_Your objective_
Reproduce everything from the line containing "Where can the lawn" down to the last of the rows below, including both ends, with each line unchanged.

* start Data listing *

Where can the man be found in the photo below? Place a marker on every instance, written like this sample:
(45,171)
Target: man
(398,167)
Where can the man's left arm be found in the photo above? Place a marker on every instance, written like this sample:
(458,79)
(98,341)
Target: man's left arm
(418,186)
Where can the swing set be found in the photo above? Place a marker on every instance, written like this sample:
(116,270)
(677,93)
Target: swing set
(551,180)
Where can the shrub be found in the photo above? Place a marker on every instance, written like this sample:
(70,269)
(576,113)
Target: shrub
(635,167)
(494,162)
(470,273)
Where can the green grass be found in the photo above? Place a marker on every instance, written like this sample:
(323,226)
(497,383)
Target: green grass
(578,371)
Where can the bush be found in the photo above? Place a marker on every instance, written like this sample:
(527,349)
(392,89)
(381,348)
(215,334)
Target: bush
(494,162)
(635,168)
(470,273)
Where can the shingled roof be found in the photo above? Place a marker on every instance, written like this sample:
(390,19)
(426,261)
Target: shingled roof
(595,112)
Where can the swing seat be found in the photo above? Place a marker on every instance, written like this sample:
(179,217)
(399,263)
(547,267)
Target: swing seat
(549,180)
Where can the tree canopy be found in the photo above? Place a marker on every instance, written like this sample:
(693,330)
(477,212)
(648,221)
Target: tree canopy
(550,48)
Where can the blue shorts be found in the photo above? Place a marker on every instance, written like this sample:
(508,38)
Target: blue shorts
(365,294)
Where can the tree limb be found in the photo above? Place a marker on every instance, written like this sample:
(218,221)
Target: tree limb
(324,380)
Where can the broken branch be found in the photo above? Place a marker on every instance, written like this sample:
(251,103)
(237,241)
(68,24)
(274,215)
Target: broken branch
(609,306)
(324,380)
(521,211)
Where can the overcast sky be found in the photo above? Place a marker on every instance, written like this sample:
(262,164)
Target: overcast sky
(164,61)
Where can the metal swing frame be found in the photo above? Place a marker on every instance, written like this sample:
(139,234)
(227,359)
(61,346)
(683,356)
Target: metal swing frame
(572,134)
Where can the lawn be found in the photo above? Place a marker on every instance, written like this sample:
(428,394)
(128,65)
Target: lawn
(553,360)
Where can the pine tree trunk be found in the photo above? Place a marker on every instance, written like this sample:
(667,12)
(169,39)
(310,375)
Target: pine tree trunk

* end Data listing *

_Full output_
Where can the lawn be found in the photo above? Place a marker on every instance, written like this sample:
(428,394)
(128,65)
Target: lawn
(553,360)
Where can the pine tree trunk be found in the photo above? Place a marker on every instance, written like this sample:
(667,12)
(169,39)
(310,375)
Target: pine tree trunk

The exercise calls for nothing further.